* **TEXTO DE PARTIDA**
********

¿Que cómo se ligaba antes de la era de las aplicaciones? Con torería, valor y haciendo frente a la situación. Esta lección magistral nos la sirvió Gabinete Caligari incluyendo permiso para rozar la desvergüenza. A fin de cuentas, la culpa era siempre del cha cha chá. O del ron. La famosa banda de rock de la movida madrileña insistió en ello: “No hay como el calor del amor en un bar”. ¿Por qué no regresa con un remake que nos anime a flirtear de nuevo en la barra del bar, paseando al perro o buscando cualquier novedad literaria en la librería? ¡Que vuelvan esos tiempos del cuerpo a cuerpo y cara a cara! ¡Que vuelva eso de echarle torería y valor!
Desde que irrumpieron las plataformas de búsqueda de pareja, la historia cambió para siempre. Perdidos en el anonimato, hasta los tímidos dejaron de existir. Todo el mundo se desinhibe, cuenta su deliciosa vida o llora un mar de lágrimas a un amante virtual que finalmente no es quien dijo ser o quien creímos que había dicho ser. Porque lo peor es que en este mercadeo humano que son las redes y aplicaciones mandan las apariencias y sus usuarios le han tomado el gusto a eso de autocosificarse. No queda nadie sin una vida apetecible o sin un físico de infarto. Todos han entendido que deben reconstruir su imagen hasta adaptarla, lógicamente, a los estándares de belleza del momento. Pero es muy difícil ser reconocido por lo que realmente uno es.
Es cierto que ligar por las redes sociales o las aplicaciones libera mucha presión, pero también genera falsas expectativas que acaban acumulando frustración y un sentimiento de soledad muy intenso. El amor virtual nos permite una búsqueda a la carta según nuestras necesidades, gustos o preferencias. Nos encontramos una exhibición, casi inagotable, de cuerpos sexualmente deseables. Y lo que no se corresponde con ese perfil se desecha de inmediato. Máximo beneficio por el mínimo coste, la trampa perfecta de muchos embaucadores. Y cuantas más decepciones, más vulnerables nos volvemos.

********

* **DATOS DISPONIBLES**
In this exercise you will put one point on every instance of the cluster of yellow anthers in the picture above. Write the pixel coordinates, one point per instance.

********

* **CONSIGNAS**
1 - Indica si cada afirmación coincide con el texto sobre ligar antes y después de las aplicaciones. Responde sí o no y cita las palabras del texto que lo deciden: (a) ligar por redes o aplicaciones libera mucha presión; (b) con las plataformas de búsqueda de pareja aumentó el número de tímidos; (c) en las aplicaciones resulta fácil ser reconocido por lo que uno es.
2 - Convierte en una lista el párrafo del texto sobre ligar antes y después de las aplicaciones que empieza por "Es cierto que ligar por las redes sociales", conservando sus datos principales.
Las líneas no hacen falta para resolver nada.

* **SOLUCIONES POR ORDEN**
1 -
(a) Sí: "ligar por las redes sociales o las aplicaciones libera mucha presión".
(b) No: "hasta los tímidos dejaron de existir".
(c) No: "Pero es muy difícil ser reconocido por lo que realmente uno es."

2 -
- Ligar por redes sociales o aplicaciones libera mucha presión, pero genera falsas expectativas que acaban en frustración y en un sentimiento de soledad muy intenso.
- El amor virtual permite una búsqueda a la carta según necesidades, gustos o preferencias.
- Ofrece una exhibición casi inagotable de cuerpos sexualmente deseables, y lo que no se ajusta a ese perfil se desecha de inmediato.
- Máximo beneficio por el mínimo coste: la trampa perfecta de muchos embaucadores.
- Cuantas más decepciones, más vulnerables nos volvemos.